Benchmarking Capital Charges: A Top-Down Observable Price Approach

The focus of this General Review is the investment capital charges developed within the SII and, in particular, contrasted to the charges developed using GR–NEAM’s “top-down” observable price methodology.

Regulators have legislative responsibility to establish solvency standards for insurers. Rating agencies have a commercial interest in providing a framework to gauge insurers’ capital adequacy. For each the focus is to assign capital charges to the various activities of insurers, tally their accumulation and conclude either the need for regulatory intervention or assigning a financial rating, respectively.

Two developments give us pause to review capital charges of different regulatory and rating agency regimes. The first is the creation of the U.S. Federal Insurance Office. The second is EIOPA’s most recent publication addressing underlying assumptions of the Solvency II Standard Model Formula (“SII”).1

The focus of this General Review is the investment capital charges developed within the SII and, in particular, contrasted to the charges developed using GR–NEAM’s “top-down” observable price methodology.2 We highlight these differences using the security level holdings of the U.S. property/casualty (“P/C”) industry.

[Recorded data]
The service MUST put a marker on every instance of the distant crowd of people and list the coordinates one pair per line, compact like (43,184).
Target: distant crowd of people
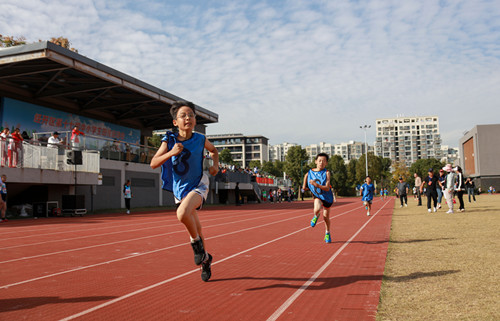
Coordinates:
(449,183)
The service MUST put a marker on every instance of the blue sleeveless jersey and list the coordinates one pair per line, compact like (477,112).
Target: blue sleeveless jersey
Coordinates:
(182,173)
(320,178)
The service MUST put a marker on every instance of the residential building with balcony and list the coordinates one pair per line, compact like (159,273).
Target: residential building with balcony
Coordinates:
(408,139)
(279,152)
(243,148)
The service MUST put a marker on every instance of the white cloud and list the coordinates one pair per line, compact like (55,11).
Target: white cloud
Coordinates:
(293,71)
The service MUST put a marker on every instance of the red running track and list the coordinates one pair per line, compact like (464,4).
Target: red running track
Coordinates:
(269,264)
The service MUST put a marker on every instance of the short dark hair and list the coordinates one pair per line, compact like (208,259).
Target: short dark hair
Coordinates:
(322,155)
(178,104)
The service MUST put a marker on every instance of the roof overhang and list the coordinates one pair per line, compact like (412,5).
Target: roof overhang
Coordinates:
(46,74)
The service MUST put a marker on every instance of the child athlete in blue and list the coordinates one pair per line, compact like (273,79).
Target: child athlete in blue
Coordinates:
(181,159)
(367,190)
(318,182)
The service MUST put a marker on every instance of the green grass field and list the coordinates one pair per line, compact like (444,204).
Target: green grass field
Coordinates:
(443,266)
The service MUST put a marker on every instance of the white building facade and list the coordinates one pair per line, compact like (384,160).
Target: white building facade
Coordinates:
(244,149)
(279,152)
(408,139)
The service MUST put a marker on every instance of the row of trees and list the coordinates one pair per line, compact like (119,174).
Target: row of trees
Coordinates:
(345,177)
(11,41)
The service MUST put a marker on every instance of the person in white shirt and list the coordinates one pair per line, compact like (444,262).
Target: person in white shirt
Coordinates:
(54,141)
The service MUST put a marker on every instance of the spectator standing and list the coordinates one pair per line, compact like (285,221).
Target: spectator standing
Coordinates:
(127,194)
(54,141)
(4,150)
(460,188)
(402,191)
(15,147)
(3,199)
(449,187)
(75,140)
(237,194)
(367,191)
(470,187)
(430,182)
(418,184)
(440,186)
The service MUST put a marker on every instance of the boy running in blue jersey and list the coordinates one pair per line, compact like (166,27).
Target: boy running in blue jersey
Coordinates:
(367,190)
(318,182)
(181,159)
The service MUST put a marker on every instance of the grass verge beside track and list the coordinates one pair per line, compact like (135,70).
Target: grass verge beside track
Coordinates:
(443,266)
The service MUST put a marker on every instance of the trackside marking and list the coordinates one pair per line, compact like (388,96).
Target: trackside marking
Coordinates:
(112,243)
(192,271)
(297,293)
(174,278)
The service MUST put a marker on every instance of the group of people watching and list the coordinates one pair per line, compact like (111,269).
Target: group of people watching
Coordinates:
(450,182)
(11,147)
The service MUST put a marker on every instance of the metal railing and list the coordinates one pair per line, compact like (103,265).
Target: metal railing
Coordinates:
(108,148)
(35,154)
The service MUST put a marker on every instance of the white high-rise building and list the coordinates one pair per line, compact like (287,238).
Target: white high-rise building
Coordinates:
(322,147)
(279,152)
(408,138)
(243,148)
(351,150)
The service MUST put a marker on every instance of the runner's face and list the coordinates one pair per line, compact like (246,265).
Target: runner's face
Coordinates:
(186,119)
(321,162)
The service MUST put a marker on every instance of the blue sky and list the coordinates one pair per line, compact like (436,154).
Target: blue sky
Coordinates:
(293,71)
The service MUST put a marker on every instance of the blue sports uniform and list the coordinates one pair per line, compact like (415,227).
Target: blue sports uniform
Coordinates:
(368,191)
(320,177)
(183,173)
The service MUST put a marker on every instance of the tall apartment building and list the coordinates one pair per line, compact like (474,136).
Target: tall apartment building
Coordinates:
(244,149)
(279,152)
(408,138)
(351,150)
(449,155)
(314,149)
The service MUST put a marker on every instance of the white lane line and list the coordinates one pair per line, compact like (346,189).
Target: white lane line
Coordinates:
(299,291)
(118,242)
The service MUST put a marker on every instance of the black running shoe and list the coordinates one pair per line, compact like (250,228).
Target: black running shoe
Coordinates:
(199,252)
(206,269)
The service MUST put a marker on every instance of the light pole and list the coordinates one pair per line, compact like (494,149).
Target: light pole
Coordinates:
(365,127)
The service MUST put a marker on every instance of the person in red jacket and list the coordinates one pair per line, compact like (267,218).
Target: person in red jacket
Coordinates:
(75,141)
(15,147)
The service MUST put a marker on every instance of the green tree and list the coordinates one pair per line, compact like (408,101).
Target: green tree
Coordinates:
(11,41)
(225,157)
(273,168)
(400,170)
(254,163)
(294,164)
(338,171)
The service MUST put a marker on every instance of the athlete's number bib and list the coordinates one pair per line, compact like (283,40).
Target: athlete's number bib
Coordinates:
(180,163)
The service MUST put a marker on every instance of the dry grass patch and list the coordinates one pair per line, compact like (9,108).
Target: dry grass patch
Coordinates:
(443,266)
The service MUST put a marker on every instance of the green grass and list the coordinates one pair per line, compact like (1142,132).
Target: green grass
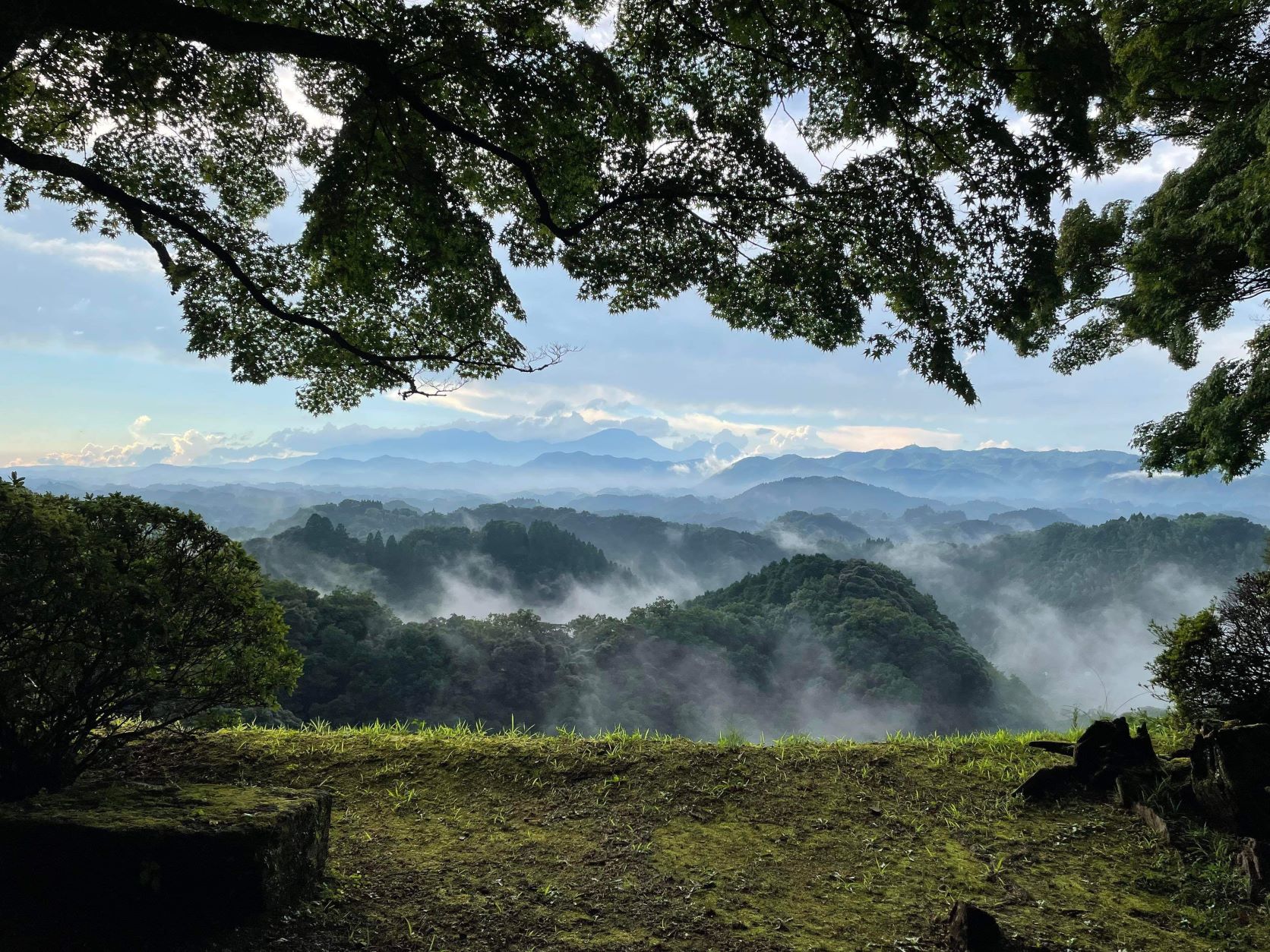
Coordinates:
(450,840)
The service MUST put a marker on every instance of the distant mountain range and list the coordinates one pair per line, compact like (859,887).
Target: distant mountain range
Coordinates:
(459,446)
(616,470)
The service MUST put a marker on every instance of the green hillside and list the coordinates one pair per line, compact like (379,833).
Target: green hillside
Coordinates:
(451,840)
(808,644)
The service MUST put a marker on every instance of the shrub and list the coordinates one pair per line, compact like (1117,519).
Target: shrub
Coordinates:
(1215,664)
(120,619)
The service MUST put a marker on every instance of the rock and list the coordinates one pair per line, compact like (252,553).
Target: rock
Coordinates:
(1064,748)
(131,859)
(1231,774)
(1049,782)
(1254,862)
(971,929)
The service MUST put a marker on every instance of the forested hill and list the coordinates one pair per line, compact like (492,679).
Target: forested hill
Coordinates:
(1068,608)
(808,644)
(532,565)
(690,559)
(1086,569)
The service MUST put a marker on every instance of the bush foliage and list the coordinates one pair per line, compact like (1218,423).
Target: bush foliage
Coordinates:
(1215,664)
(121,617)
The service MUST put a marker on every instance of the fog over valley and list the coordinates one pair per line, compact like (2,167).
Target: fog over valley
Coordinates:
(1049,566)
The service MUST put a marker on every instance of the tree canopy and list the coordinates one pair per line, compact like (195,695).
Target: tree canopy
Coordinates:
(466,135)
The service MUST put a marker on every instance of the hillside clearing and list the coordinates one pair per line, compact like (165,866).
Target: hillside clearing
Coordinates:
(457,840)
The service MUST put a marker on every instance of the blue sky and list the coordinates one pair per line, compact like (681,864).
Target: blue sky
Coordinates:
(93,368)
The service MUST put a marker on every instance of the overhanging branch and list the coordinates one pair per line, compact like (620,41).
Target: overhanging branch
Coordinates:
(139,210)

WORK TO BE COMPLETED |
Repeat the part of the capital charges review that opens with "Regulators have legislative" and closes with "financial rating, respectively.", switching "Regulators" to "Supervisors".

RESPONSE TO THE TASK |
Supervisors have legislative responsibility to establish solvency standards for insurers. Rating agencies have a commercial interest in providing a framework to gauge insurers’ capital adequacy. For each the focus is to assign capital charges to the various activities of insurers, tally their accumulation and conclude either the need for regulatory intervention or assigning a financial rating, respectively.